* Short problem
Report each line from the entries below that contains the word "trace", copying every such line in full.

--

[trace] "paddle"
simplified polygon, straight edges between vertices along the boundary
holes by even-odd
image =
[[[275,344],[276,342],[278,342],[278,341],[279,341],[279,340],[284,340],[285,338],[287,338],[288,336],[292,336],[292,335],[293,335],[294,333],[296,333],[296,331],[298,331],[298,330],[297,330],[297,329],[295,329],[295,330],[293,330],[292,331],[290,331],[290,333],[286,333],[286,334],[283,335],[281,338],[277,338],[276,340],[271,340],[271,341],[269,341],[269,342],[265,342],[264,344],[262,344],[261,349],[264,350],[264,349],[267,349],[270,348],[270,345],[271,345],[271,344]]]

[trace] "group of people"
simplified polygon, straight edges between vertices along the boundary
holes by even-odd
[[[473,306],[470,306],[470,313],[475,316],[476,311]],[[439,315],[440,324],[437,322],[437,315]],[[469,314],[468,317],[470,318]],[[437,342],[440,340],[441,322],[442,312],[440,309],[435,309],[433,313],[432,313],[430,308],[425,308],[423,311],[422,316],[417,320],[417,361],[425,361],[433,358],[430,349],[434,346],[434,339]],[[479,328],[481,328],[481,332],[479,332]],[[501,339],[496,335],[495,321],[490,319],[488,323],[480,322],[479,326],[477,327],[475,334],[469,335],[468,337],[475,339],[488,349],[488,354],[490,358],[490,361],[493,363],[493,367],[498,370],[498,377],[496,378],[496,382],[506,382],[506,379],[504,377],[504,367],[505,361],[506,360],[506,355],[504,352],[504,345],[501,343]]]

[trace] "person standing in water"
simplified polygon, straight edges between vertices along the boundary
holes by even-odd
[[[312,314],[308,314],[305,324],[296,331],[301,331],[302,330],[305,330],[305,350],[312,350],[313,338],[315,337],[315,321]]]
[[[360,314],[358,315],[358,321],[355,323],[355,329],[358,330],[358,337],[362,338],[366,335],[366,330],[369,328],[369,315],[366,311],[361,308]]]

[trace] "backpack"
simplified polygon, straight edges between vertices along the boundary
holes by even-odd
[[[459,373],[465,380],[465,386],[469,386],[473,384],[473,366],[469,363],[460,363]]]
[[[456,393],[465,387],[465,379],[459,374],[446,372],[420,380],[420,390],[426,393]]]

--

* Finished answer
[trace] "paddle"
[trace] "group of people"
[trace] "person standing in water"
[trace] "backpack"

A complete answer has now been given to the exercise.